Requirement
Reproduce the entire listing below verbatim, line for line, but leave out the pictures.

— BEGIN —

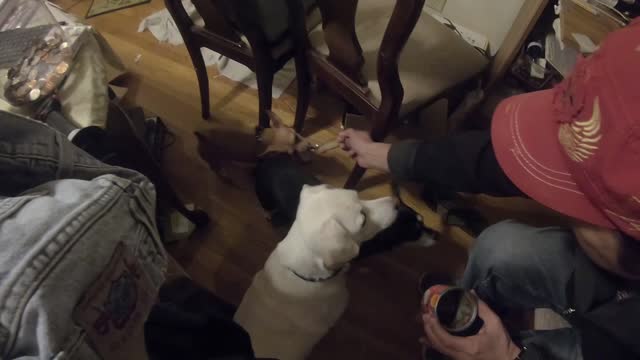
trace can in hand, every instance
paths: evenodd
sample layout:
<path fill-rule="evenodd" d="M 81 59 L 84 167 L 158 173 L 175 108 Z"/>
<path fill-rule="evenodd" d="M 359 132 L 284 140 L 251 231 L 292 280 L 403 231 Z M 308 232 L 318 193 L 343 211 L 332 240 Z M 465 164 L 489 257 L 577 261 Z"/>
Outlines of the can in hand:
<path fill-rule="evenodd" d="M 484 325 L 478 314 L 478 297 L 460 287 L 434 285 L 425 291 L 422 306 L 454 336 L 476 335 Z"/>

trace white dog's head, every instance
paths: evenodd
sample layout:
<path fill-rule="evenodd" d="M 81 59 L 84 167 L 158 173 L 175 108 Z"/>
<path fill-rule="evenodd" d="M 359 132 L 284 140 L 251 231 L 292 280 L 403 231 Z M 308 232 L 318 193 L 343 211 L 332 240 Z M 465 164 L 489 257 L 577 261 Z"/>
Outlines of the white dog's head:
<path fill-rule="evenodd" d="M 294 227 L 297 241 L 327 269 L 338 269 L 358 256 L 360 244 L 396 219 L 391 197 L 364 201 L 353 190 L 305 185 Z"/>

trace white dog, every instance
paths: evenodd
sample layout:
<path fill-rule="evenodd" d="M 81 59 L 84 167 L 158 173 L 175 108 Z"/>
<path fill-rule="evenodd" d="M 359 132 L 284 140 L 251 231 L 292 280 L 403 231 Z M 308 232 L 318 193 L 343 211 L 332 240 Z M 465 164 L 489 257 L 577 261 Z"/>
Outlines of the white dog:
<path fill-rule="evenodd" d="M 396 215 L 391 197 L 362 201 L 352 190 L 304 186 L 291 230 L 256 274 L 234 317 L 251 336 L 256 357 L 309 355 L 347 306 L 349 261 Z"/>

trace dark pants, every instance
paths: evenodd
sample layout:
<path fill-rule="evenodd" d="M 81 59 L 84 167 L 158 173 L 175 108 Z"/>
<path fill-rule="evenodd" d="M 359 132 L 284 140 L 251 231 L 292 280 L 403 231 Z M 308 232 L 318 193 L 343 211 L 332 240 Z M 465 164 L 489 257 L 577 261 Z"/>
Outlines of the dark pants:
<path fill-rule="evenodd" d="M 434 143 L 394 144 L 389 168 L 396 179 L 422 182 L 439 194 L 524 195 L 500 168 L 488 131 Z M 475 289 L 498 314 L 506 309 L 534 308 L 568 314 L 573 309 L 567 288 L 574 258 L 581 252 L 568 229 L 499 223 L 477 239 L 462 285 Z M 530 331 L 515 337 L 540 359 L 582 359 L 579 329 Z"/>
<path fill-rule="evenodd" d="M 462 285 L 475 289 L 498 314 L 507 309 L 535 308 L 570 314 L 574 310 L 567 289 L 579 252 L 582 250 L 568 229 L 502 222 L 476 240 Z M 512 335 L 539 359 L 582 359 L 579 329 Z"/>

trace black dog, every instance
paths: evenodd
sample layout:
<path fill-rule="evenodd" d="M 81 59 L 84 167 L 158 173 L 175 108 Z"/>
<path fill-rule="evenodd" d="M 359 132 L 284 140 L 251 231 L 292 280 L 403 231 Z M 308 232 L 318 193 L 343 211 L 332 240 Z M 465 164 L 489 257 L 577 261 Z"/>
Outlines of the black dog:
<path fill-rule="evenodd" d="M 269 153 L 261 157 L 256 165 L 255 175 L 256 195 L 262 207 L 271 214 L 271 222 L 275 226 L 290 226 L 293 223 L 304 185 L 322 184 L 314 176 L 306 174 L 299 162 L 285 153 Z M 399 201 L 395 222 L 365 242 L 360 248 L 358 259 L 389 251 L 398 245 L 433 234 L 432 230 L 424 227 L 422 216 Z"/>

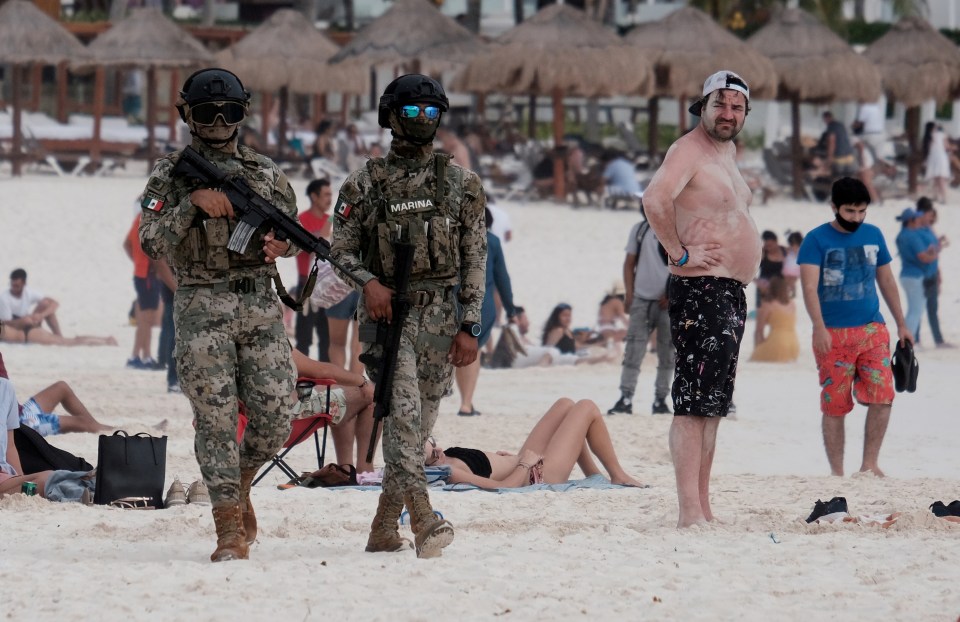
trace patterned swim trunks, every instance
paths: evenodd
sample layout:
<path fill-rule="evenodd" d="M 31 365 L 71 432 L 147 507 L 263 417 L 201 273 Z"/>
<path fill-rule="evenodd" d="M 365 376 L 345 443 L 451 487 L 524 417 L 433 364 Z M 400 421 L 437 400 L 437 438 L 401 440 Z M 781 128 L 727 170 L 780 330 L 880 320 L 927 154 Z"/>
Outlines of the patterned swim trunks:
<path fill-rule="evenodd" d="M 674 414 L 726 417 L 747 320 L 744 285 L 723 277 L 672 275 L 668 291 L 677 350 Z"/>
<path fill-rule="evenodd" d="M 45 413 L 32 397 L 23 404 L 20 411 L 20 425 L 33 428 L 40 436 L 60 434 L 60 415 Z"/>
<path fill-rule="evenodd" d="M 833 346 L 814 352 L 820 375 L 820 410 L 842 417 L 860 404 L 893 403 L 890 333 L 879 322 L 852 328 L 828 328 Z"/>

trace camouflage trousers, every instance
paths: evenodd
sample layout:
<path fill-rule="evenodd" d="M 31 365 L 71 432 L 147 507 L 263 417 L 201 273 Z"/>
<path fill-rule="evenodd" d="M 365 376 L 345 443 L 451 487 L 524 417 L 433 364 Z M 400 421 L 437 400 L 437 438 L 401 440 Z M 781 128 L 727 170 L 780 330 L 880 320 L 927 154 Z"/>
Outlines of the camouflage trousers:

— END —

Solution to the problem
trace can in hand, every instance
paths: evenodd
sample layout:
<path fill-rule="evenodd" d="M 81 59 L 84 167 L 158 173 L 175 108 Z"/>
<path fill-rule="evenodd" d="M 359 132 L 284 140 L 251 231 L 292 280 L 403 231 Z M 308 232 L 318 193 L 343 211 L 332 240 Z M 465 164 L 489 257 L 577 261 Z"/>
Outlines of the can in hand:
<path fill-rule="evenodd" d="M 484 325 L 478 314 L 478 297 L 460 287 L 434 285 L 425 291 L 422 306 L 454 336 L 476 335 Z"/>

trace white dog's head, every instance
paths: evenodd
sample layout:
<path fill-rule="evenodd" d="M 81 59 L 84 167 L 158 173 L 175 108 Z"/>
<path fill-rule="evenodd" d="M 359 132 L 284 140 L 251 231 L 292 280 L 403 231 Z M 308 232 L 318 193 L 343 211 L 332 240 Z M 465 164 L 489 257 L 577 261 Z"/>
Outlines of the white dog's head:
<path fill-rule="evenodd" d="M 294 227 L 297 241 L 327 269 L 338 269 L 358 256 L 360 244 L 396 219 L 391 197 L 364 201 L 353 190 L 305 185 Z"/>

trace white dog, every instance
paths: evenodd
sample layout:
<path fill-rule="evenodd" d="M 81 59 L 84 167 L 158 173 L 175 108 Z"/>
<path fill-rule="evenodd" d="M 359 132 L 284 140 L 251 231 L 292 280 L 403 231 Z M 308 232 L 318 193 L 343 211 L 332 240 Z M 465 164 L 489 257 L 577 261 Z"/>
Outlines of the white dog:
<path fill-rule="evenodd" d="M 396 215 L 391 197 L 362 201 L 352 190 L 304 186 L 291 230 L 256 274 L 234 317 L 251 336 L 256 357 L 309 355 L 347 306 L 349 261 Z"/>

trace dark pants, every instance
paths: evenodd
sample layout:
<path fill-rule="evenodd" d="M 81 59 L 84 167 L 158 173 L 175 108 Z"/>
<path fill-rule="evenodd" d="M 359 132 L 284 140 L 251 231 L 292 280 L 403 231 Z M 308 232 L 318 193 L 343 211 L 332 240 Z M 465 164 L 489 257 L 577 261 Z"/>
Outlines of the dark pants:
<path fill-rule="evenodd" d="M 434 143 L 394 144 L 389 168 L 396 179 L 422 182 L 439 194 L 524 195 L 500 168 L 488 131 Z M 475 289 L 498 314 L 506 309 L 534 308 L 568 314 L 573 309 L 567 288 L 574 258 L 581 252 L 568 229 L 499 223 L 477 239 L 462 285 Z M 530 331 L 515 337 L 540 359 L 582 359 L 579 329 Z"/>
<path fill-rule="evenodd" d="M 462 285 L 475 289 L 498 314 L 507 309 L 535 308 L 570 314 L 574 310 L 567 289 L 579 252 L 582 250 L 568 229 L 502 222 L 476 240 Z M 512 335 L 539 359 L 582 359 L 579 329 Z"/>

trace black dog, every instance
paths: evenodd
sample layout:
<path fill-rule="evenodd" d="M 81 59 L 84 167 L 158 173 L 175 108 Z"/>
<path fill-rule="evenodd" d="M 359 132 L 284 140 L 251 231 L 292 280 L 403 231 Z M 308 232 L 318 193 L 343 211 L 332 240 Z M 465 164 L 489 257 L 577 261 Z"/>
Outlines of the black dog:
<path fill-rule="evenodd" d="M 269 153 L 261 157 L 256 165 L 255 175 L 256 195 L 262 207 L 271 214 L 271 222 L 275 226 L 290 226 L 293 223 L 304 185 L 322 184 L 314 176 L 306 174 L 299 162 L 285 153 Z M 399 201 L 395 222 L 365 242 L 360 248 L 358 259 L 389 251 L 398 245 L 433 234 L 432 230 L 424 227 L 422 216 Z"/>

trace patterned swim trunks, every instance
paths: evenodd
sample layout:
<path fill-rule="evenodd" d="M 31 365 L 71 432 L 147 507 L 263 417 L 201 273 Z"/>
<path fill-rule="evenodd" d="M 365 376 L 345 443 L 451 487 L 524 417 L 433 364 Z M 400 421 L 437 400 L 437 438 L 401 440 Z M 781 128 L 727 170 L 780 330 L 880 320 L 927 154 Z"/>
Outlines of the patterned swim trunks:
<path fill-rule="evenodd" d="M 674 414 L 726 417 L 747 320 L 744 285 L 723 277 L 672 275 L 668 291 L 677 350 Z"/>
<path fill-rule="evenodd" d="M 45 413 L 32 397 L 23 404 L 20 411 L 20 425 L 33 428 L 40 436 L 60 434 L 60 415 Z"/>
<path fill-rule="evenodd" d="M 833 346 L 814 352 L 820 375 L 820 410 L 842 417 L 860 404 L 893 403 L 890 333 L 879 322 L 852 328 L 828 328 Z"/>

trace camouflage trousers, every instance
paths: evenodd
sample layout:
<path fill-rule="evenodd" d="M 31 365 L 71 432 L 147 507 L 263 417 L 201 273 Z"/>
<path fill-rule="evenodd" d="M 365 376 L 345 443 L 451 487 L 524 417 L 433 364 Z M 400 421 L 437 400 L 437 438 L 401 440 Z M 781 128 L 727 170 L 780 330 L 880 320 L 927 154 Z"/>
Outlines of the camouflage trousers:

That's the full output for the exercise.